= AUSGELESENER TEXT =
------------------------------------

Felix Stalder – Kultur der Digitalisierung

In diesem Buch analysiert Felix Stalder, Professor für Digitale Kultur an der Zürcher Hochschule der Künste, gesellschafliche Veränderungen, die ihren Ursprung in einer Erweiterung des kulturellen Lebens auf der Basis technologischer Veränderungen haben. Eine Folge der Digitalisierung ist eine Vervielfältigung der kulturellen Möglichkeiten. Immer mehr Menschen haben nun die Möglichkeiten, sich an kulturellen Prozessen zu beteiligen; dadurch erweitert sich auch das Themenspektrum, das in kulturellen Auseinandersetzungen verhandelt wird.

Als Kultur werden im Folgenden all jene Prozesse bezeichnet, in denen soziale Bedeutung, also die normative Definition der Existenz, durch singuläre und kollektive Handlungen explizit oder implizit verhandelt und realisiert wird.

Kultur ist heterogen, hybrid und nicht statisch. Kultur ist kein symbolisches Beiwerk, sondern handlungsleitend und gesellschaftsformend. Sie gibt uns einen Referenzrahmen, an dem sich unser Handeln orientiert. Dieser Referenzrahmen ist einerseits historisch gewachsen und andererseits wandelbar. Veränderungen, die sich aufgrund wachsender technologischer Möglichkeiten in kulturellen Prozessen entwickeln, sind das Thema dieses Buchs. Als wesentliche Ausdrucksformen der Kultur der Digitalität nennt der Autor Referentialität, Gemeinschaftlichkeit und Algorithmizität.

Referentialität beschreibt die vielfältigen Verbindungen, die im digitalen Raum zwischen unterschiedlichen Inhalten gezogen werden. Digitale Güter können kopiert und verändert werden ohne das Original dadurch zu entwerten oder zu zerstören. Dadurch ergeben sich neue Möglichkeiten, kulturelle Güter zu erschaffen und zu verändern.

Bedeutung wie auch Handlungsfähigkeit können nur im Austausch mit anderen stehen, sich festigen und wandeln.

------------------------------------

= GESTELLTE AUFGABE 1 =
Gib aus den Zeilen weiter unten, nicht aus dem Text über die Kultur der Digitalisierung, den Abschnitt unverändert aus, der mit der Zeile beginnt, die „Annotation task — point out every instance of the antenna“ enthält, und mit der Zeile endet, die „[(501, 219)]“ enthält. Beide Zeilen gehören dazu.
= GESTELLTE AUFGABE 2 =
Führe den Text über die Kultur der Digitalisierung nach seinem letzten Satz weiter.

------------------------------------

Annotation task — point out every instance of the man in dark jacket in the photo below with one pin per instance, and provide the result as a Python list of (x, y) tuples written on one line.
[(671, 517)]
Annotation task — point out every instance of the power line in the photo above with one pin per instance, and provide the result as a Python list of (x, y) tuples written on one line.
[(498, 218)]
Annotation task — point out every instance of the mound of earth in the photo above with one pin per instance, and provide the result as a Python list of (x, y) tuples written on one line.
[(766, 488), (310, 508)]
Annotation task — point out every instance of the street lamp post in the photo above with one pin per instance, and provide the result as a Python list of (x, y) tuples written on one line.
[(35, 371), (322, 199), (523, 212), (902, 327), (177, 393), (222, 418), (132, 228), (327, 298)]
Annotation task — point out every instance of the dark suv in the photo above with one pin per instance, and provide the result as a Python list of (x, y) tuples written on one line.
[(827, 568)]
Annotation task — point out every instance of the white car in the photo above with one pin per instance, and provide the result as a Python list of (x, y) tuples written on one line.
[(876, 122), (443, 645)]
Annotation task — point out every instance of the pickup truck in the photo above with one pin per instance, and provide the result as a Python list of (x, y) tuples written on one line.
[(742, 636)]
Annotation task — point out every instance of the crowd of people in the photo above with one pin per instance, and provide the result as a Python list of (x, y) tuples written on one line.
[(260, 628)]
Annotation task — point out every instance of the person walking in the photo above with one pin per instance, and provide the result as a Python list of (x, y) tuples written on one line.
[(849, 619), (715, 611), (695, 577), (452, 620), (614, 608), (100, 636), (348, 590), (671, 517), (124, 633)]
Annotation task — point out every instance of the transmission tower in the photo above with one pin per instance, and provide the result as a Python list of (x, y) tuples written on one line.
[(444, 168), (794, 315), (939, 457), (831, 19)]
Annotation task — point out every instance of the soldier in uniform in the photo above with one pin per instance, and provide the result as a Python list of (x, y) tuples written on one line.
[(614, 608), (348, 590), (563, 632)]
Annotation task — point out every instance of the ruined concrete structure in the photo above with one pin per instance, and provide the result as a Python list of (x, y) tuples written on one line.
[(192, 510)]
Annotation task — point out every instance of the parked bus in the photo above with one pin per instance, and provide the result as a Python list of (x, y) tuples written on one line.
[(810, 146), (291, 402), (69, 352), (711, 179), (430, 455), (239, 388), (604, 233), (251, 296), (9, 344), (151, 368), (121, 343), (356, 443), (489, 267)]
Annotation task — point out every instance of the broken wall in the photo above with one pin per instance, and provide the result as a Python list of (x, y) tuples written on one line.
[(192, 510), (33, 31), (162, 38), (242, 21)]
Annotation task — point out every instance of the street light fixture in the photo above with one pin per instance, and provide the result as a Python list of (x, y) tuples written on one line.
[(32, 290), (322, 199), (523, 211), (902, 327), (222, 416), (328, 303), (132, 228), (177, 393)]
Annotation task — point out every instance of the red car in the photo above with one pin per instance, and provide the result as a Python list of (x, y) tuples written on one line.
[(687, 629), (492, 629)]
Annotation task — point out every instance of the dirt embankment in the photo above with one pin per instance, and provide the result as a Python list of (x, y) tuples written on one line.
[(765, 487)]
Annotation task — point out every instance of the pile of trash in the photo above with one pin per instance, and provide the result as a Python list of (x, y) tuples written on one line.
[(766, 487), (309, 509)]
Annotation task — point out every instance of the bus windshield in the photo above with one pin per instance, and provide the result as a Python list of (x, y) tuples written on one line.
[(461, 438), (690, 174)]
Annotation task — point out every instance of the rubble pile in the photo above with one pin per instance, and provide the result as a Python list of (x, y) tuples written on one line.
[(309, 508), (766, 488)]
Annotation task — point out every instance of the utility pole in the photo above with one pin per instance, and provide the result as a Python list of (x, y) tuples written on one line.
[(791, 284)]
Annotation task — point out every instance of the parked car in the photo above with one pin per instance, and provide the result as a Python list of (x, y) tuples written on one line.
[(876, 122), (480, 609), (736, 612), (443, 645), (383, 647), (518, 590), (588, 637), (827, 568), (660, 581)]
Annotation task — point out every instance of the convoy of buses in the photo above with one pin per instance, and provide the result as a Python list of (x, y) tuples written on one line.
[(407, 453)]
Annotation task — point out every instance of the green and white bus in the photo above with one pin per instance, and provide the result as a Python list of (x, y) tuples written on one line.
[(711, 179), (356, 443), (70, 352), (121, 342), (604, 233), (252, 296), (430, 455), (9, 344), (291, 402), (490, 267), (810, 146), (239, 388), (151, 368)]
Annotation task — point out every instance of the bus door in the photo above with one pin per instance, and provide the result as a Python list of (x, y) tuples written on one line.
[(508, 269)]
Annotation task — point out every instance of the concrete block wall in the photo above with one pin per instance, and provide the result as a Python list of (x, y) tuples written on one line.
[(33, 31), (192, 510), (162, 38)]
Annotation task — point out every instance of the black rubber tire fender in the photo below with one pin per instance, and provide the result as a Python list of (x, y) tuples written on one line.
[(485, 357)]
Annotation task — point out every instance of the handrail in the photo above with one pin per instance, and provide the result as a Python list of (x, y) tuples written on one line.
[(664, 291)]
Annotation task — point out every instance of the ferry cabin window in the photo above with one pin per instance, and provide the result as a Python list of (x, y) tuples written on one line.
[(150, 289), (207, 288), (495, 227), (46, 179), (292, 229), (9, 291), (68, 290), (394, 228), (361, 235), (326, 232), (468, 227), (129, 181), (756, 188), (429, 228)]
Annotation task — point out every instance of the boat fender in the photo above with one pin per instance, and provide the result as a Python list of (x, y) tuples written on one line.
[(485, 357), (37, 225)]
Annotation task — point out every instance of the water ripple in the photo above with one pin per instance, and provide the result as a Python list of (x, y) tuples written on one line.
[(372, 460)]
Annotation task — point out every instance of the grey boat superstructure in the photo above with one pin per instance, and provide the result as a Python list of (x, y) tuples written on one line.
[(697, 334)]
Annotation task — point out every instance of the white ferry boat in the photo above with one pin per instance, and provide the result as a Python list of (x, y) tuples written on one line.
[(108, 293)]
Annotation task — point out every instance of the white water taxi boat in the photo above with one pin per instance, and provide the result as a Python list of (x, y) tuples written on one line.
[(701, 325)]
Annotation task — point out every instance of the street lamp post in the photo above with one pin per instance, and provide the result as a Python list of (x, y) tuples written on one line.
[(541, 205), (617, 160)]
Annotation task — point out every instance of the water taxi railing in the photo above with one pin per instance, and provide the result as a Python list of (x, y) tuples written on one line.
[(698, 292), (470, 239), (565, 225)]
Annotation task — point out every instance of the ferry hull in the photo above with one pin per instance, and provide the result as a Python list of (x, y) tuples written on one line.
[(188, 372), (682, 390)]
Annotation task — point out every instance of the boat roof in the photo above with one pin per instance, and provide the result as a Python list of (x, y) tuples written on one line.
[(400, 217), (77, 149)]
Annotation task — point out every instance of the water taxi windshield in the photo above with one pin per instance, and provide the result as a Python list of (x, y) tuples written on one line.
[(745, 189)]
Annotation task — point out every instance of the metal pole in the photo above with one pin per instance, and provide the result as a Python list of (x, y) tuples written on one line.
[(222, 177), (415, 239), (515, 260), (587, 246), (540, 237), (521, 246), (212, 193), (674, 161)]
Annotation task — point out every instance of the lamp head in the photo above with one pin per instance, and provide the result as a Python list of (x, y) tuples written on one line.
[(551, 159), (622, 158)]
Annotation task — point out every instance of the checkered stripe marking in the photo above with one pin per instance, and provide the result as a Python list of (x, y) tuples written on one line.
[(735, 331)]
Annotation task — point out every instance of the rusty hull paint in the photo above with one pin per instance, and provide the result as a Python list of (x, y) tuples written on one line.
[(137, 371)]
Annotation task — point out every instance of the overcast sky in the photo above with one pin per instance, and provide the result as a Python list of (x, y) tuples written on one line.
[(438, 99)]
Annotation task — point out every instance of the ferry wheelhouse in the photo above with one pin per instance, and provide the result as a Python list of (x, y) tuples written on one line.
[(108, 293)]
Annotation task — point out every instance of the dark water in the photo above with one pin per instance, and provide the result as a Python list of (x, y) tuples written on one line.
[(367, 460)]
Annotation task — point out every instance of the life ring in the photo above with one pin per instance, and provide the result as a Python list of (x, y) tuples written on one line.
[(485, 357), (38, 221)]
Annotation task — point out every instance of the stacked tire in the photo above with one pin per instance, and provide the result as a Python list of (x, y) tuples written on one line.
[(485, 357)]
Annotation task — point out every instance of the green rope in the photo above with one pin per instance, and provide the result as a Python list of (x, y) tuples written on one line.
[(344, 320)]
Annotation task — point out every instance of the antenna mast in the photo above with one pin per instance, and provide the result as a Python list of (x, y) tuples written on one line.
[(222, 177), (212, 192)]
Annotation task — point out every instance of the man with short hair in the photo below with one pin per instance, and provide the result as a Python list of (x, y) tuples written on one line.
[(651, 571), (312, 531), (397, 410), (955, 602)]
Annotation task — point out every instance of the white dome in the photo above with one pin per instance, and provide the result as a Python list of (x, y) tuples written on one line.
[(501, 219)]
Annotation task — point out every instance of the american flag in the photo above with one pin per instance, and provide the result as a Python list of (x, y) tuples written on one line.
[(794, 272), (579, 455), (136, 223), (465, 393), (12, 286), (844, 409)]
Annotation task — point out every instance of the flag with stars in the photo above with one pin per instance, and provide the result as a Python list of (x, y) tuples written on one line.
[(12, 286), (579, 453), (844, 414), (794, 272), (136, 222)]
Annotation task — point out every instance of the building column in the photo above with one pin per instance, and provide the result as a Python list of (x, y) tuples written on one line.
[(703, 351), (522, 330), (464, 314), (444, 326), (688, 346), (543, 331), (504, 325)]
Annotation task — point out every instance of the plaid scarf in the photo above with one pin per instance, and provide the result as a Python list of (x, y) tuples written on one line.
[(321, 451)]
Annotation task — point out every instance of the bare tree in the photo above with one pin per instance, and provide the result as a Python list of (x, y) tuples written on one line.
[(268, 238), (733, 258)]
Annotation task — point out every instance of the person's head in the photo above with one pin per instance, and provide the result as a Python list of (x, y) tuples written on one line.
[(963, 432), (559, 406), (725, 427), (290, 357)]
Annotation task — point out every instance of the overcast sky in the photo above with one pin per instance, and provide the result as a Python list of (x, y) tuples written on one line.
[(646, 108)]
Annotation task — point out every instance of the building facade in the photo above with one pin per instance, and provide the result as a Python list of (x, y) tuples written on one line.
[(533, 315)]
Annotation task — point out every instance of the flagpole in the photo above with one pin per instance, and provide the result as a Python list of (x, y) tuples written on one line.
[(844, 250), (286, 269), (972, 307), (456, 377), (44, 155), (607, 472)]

------------------------------------

= SCHRIFTLICHE ANTWORT 1 =
Annotation task — point out every instance of the antenna mast in the photo above with one pin per instance, and provide the result as a Python list of (x, y) tuples written on one line.
[(222, 177), (212, 192)]
Annotation task — point out every instance of the man with short hair in the photo below with one pin per instance, and provide the result as a Python list of (x, y) tuples written on one line.
[(651, 571), (312, 531), (397, 410), (955, 602)]
Annotation task — point out every instance of the white dome in the photo above with one pin per instance, and provide the result as a Python list of (x, y) tuples written on one line.
[(501, 219)]

= SCHRIFTLICHE ANTWORT 2 =
Unter dem Begriff Gemeinschaftlichkeit werden viele Formen der Kommunikation verstanden, die erst durch technologische Unterstützung möglich werden. Die Kultur der Digitalität manifestiert sich zu einem wesentlichen Teil in digitaler Kommunikation. Kommunikation ist ein konstitutives Element der sozialen Existenz. Bedeutung kann von einzelnen Personen zwar behauptet werden; damit sie aber Kultur werden kann, muss sie von anderen bestätigt werden. Als Paradebeispiel wird die Enzyklopädie Wikipedia genannt. Das gemeinschaftliche Arbeiten an einem Projekt dieser Größenordnung ist erst durch die weltweite Vernetzung mittels Internet möglich geworden. Der Autor sieht aber auch eine Gemeinsamkeit der Kultur der Digitalität mit der traditionellen Volkskultur:

Die aktive Teilnahme verlangt zwar eine gewisse Fertigkeit, ein gewisses Interesse und Engagement, meist aber kein außergewöhnliches Talent.

Algorithmizität beschreibt die Tatsache, dass viele dieser kulturellen Prozesse überhaupt nur möglich werden, weil Daten durch Algorithmen analysiert werden. Menschen sind dazu entweder nicht in der Lage oder es würde viel zu lange dauern, die wesentlichen Informationen aus den angehäuften Datenbergen zu extrahieren. Die Rolle der Algorithmen hat eine helle und eine dunkle Seite (und ein unendliches Spektrum an Grautönen dazwischen). Algorithmen helfen uns, wesentliche Informationen zu extrahieren und diese weiterzuverarbeiten; sie können aber auch zu Benachteiligungen führen, die kaum noch nachvollziehbar sind (Einen interessanten Talk dazu gab es bei der Privacyweek 2018: Bias in Algorithmen von pascoda).

Für jede Person wird eine andere Ordnung erstellt und nicht mehr nur ein Ausschnitt einer vorgängig bestehenden Ordnung angezeigt.

Als Beispiel dafür wird im Buch der Google-Suchalgorithmus und seine Veränderungen seit der Entwicklung besprochen. Der aktuelle Suchalgorithmus stützt sich auf die analysierten Präferenzen der Nutzer*innen, die aus vorherigen Suchanfragen abgespeichert wurden. Das „verbessert“ einerseits subjektiv gesehen die Ergebnisse, schließt aber andererseits Ergebnisse aus, die ebenfalls interessant sein könnten, aber nicht zu den bisher gesuchten Dingen passen. Daraus entsteht ein Tunnelblick, der die Nutzer*innen in ihrer eigenen Welt einsperrt und den Blick über den Tellerrand unmöglich macht. Für jede*n individuelle*n Nutzer*in wird eine eigene, singulare Welt erschaffen.

Die Welt wird nicht mehr repräsentiert; sie wird für jeden User eigens generiert und anschließend präsentiert.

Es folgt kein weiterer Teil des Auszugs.